Collected data:
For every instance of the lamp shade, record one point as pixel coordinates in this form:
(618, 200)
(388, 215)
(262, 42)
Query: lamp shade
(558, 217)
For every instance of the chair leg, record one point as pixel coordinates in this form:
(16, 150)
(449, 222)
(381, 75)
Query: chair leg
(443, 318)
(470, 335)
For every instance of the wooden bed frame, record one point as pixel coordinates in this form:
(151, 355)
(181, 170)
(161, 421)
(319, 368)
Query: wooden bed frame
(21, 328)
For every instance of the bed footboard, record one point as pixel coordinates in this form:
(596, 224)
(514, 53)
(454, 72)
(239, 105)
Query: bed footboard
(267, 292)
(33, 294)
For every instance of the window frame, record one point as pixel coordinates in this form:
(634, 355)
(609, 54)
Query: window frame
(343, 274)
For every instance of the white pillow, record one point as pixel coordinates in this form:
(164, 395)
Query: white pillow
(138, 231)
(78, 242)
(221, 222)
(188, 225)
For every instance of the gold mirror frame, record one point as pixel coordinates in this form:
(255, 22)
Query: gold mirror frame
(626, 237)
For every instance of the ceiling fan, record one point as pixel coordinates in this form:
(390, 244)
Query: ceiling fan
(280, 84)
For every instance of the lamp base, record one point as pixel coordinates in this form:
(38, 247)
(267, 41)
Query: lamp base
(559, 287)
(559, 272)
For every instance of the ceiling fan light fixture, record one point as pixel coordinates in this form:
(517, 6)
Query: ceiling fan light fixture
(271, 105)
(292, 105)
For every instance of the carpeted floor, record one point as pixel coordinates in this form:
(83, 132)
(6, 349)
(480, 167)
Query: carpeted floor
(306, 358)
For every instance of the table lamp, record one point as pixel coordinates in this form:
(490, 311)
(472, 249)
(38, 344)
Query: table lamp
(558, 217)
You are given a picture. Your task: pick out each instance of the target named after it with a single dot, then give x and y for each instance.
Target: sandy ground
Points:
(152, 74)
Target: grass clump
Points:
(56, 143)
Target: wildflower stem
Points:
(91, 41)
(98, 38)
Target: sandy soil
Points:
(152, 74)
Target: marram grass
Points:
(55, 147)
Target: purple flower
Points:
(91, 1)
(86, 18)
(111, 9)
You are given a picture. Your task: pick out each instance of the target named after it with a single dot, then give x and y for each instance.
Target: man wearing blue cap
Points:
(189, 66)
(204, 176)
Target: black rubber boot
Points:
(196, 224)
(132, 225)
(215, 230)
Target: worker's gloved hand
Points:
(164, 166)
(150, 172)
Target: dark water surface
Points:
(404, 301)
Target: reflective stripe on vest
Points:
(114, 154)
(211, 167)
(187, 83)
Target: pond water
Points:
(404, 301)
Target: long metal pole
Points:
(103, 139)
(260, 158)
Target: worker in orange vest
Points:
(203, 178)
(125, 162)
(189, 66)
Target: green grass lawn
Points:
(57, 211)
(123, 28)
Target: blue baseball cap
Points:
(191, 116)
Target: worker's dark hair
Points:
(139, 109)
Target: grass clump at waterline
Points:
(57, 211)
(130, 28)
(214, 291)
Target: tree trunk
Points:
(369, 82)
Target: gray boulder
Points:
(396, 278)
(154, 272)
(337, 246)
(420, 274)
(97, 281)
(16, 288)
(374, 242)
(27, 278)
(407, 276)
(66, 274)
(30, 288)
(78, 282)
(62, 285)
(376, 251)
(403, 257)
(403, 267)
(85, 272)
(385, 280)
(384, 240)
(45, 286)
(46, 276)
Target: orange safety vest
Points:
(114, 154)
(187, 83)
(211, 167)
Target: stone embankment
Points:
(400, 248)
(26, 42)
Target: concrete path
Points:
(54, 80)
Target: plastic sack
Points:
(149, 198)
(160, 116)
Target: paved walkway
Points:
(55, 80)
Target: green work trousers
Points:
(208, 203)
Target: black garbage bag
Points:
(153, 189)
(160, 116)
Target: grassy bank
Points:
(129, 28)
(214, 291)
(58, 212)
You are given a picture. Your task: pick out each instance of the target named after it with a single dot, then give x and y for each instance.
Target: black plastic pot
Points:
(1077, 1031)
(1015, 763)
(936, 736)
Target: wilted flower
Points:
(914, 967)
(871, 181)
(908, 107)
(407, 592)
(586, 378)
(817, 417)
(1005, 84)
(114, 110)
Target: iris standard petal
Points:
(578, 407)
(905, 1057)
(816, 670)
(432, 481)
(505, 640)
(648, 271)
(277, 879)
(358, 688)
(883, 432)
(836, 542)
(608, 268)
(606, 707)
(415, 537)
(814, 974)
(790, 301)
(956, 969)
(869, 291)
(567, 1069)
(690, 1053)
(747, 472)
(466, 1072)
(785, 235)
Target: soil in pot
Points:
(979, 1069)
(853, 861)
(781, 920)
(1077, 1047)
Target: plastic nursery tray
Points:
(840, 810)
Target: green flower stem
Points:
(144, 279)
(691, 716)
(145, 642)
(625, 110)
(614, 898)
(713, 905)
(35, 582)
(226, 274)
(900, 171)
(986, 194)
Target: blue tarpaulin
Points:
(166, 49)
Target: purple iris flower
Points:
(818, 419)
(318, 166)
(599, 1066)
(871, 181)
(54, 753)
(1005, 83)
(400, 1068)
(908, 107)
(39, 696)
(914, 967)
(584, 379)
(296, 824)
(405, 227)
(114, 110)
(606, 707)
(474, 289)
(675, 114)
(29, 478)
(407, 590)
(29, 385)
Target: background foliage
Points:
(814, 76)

The problem:
Write out every record verbatim.

Written response:
For every instance of the lamp shade, record one point as pixel coordinates in this form:
(618, 200)
(388, 215)
(262, 42)
Query: lamp shade
(558, 217)
For every instance of the chair leg, record one point as pixel coordinates in this form:
(16, 150)
(449, 222)
(381, 75)
Query: chair leg
(443, 318)
(470, 335)
For every instance of the wooden bed frame, record one point as pixel coordinates in this form:
(151, 355)
(181, 170)
(161, 421)
(319, 368)
Query: wooden bed frame
(21, 328)
For every instance of the bed footboard, record one point as pixel coordinates in this form:
(596, 224)
(514, 53)
(454, 72)
(239, 105)
Query: bed footboard
(267, 292)
(33, 294)
For every instance of the window frame, record one point as pixel coordinates in this form:
(634, 355)
(609, 54)
Query: window frame
(343, 274)
For every instance of the white pillow, record one point as pixel coordinates in this form:
(164, 395)
Query: white pillow
(138, 231)
(78, 242)
(221, 222)
(188, 225)
For every instance of the gold mirror frame, record one point as pixel coordinates in this form:
(255, 22)
Query: gold mirror frame
(626, 237)
For every instance of the ceiling fan, record one point as pixel coordinates in this form:
(390, 244)
Query: ceiling fan
(280, 84)
For every instance of the lamp base, record one point as pixel coordinates in this form:
(38, 247)
(267, 41)
Query: lamp base
(559, 287)
(559, 272)
For every instance of the ceiling fan light fixture, record one point as pixel coordinates in this form:
(517, 6)
Query: ceiling fan light fixture
(271, 105)
(292, 105)
For every instance of the carpeted floor, record one point as pixel coordinates in this form:
(83, 132)
(6, 349)
(480, 167)
Query: carpeted floor
(306, 358)
For every instance of the table lamp, record one point as pixel coordinates in this form:
(490, 311)
(472, 249)
(38, 344)
Query: table lamp
(558, 217)
You are given a picture. Your task: pick out each instance of the target named after it with a single dot, then give x and y for each instance.
Target: sandy ground
Points:
(152, 74)
Target: grass clump
Points:
(56, 143)
Target: wildflower stem
Points:
(91, 41)
(98, 38)
Target: sandy soil
Points:
(152, 74)
Target: marram grass
Points:
(55, 147)
Target: purple flower
Points:
(91, 1)
(86, 18)
(111, 9)
You are given a picture. Your task: pick out each instance of the target named after it with a single dot, then give x and y for each instance.
Target: man wearing blue cap
Points:
(189, 66)
(204, 176)
Target: black rubber boot
Points:
(196, 224)
(132, 225)
(215, 230)
Target: worker's gloved hand
Points:
(164, 166)
(150, 172)
Target: dark water surface
Points:
(404, 301)
Target: reflective stripe on vest
Points:
(114, 154)
(211, 167)
(187, 83)
Target: pond water
Points:
(404, 301)
Target: long metal pole
Points:
(103, 139)
(260, 158)
Target: worker in orange vest
Points:
(203, 178)
(125, 162)
(189, 66)
Target: green grass lawn
Points:
(57, 211)
(123, 28)
Target: blue baseball cap
Points:
(191, 116)
Target: worker's dark hair
Points:
(139, 109)
Target: grass clump at waterline
Points:
(57, 211)
(130, 28)
(214, 291)
Target: tree trunk
Points:
(369, 82)
Target: gray boulder
Points:
(396, 278)
(154, 272)
(337, 246)
(420, 274)
(97, 281)
(16, 288)
(374, 242)
(27, 278)
(407, 276)
(66, 274)
(30, 288)
(78, 282)
(62, 285)
(376, 251)
(403, 257)
(403, 267)
(85, 272)
(385, 280)
(384, 240)
(45, 286)
(46, 276)
Target: orange safety vest
Points:
(114, 154)
(187, 83)
(211, 167)
Target: stone embankment
Points:
(400, 248)
(26, 42)
Target: concrete path
Points:
(54, 80)
Target: plastic sack
Points:
(149, 198)
(160, 116)
Target: paved walkway
Points:
(55, 80)
Target: green work trousers
Points:
(208, 203)
Target: black garbage bag
Points:
(153, 189)
(160, 116)
Target: grassy bank
Points:
(129, 28)
(214, 291)
(58, 212)
You are given a picture. Your task: pick out each instance of the target named after it with a single dot, then give x and y for each instance.
Target: black plastic pot
Points:
(1077, 1031)
(1015, 763)
(936, 736)
Target: wilted flower
Points:
(914, 967)
(871, 181)
(908, 107)
(407, 592)
(586, 378)
(817, 417)
(1005, 84)
(114, 110)
Target: iris standard petal
Points:
(578, 407)
(905, 1057)
(816, 670)
(432, 481)
(505, 640)
(648, 271)
(277, 879)
(358, 688)
(883, 432)
(836, 542)
(608, 268)
(606, 707)
(415, 537)
(814, 974)
(790, 301)
(956, 969)
(869, 291)
(567, 1069)
(690, 1053)
(747, 472)
(466, 1072)
(785, 235)
Target: soil in pot
Points:
(979, 1069)
(853, 861)
(781, 920)
(1077, 1047)
Target: plastic nursery tray
Points:
(840, 810)
Target: green flower stem
Points:
(144, 279)
(691, 716)
(145, 642)
(625, 110)
(614, 898)
(713, 905)
(35, 582)
(226, 274)
(900, 171)
(986, 194)
Target: blue tarpaulin
Points:
(166, 49)
Target: purple iris flower
Points:
(818, 419)
(318, 166)
(599, 1066)
(871, 181)
(54, 753)
(1005, 83)
(400, 1068)
(908, 107)
(39, 696)
(914, 967)
(584, 379)
(296, 824)
(405, 227)
(114, 110)
(606, 707)
(474, 289)
(675, 114)
(29, 478)
(407, 590)
(29, 385)
Target: background foliage
Points:
(814, 76)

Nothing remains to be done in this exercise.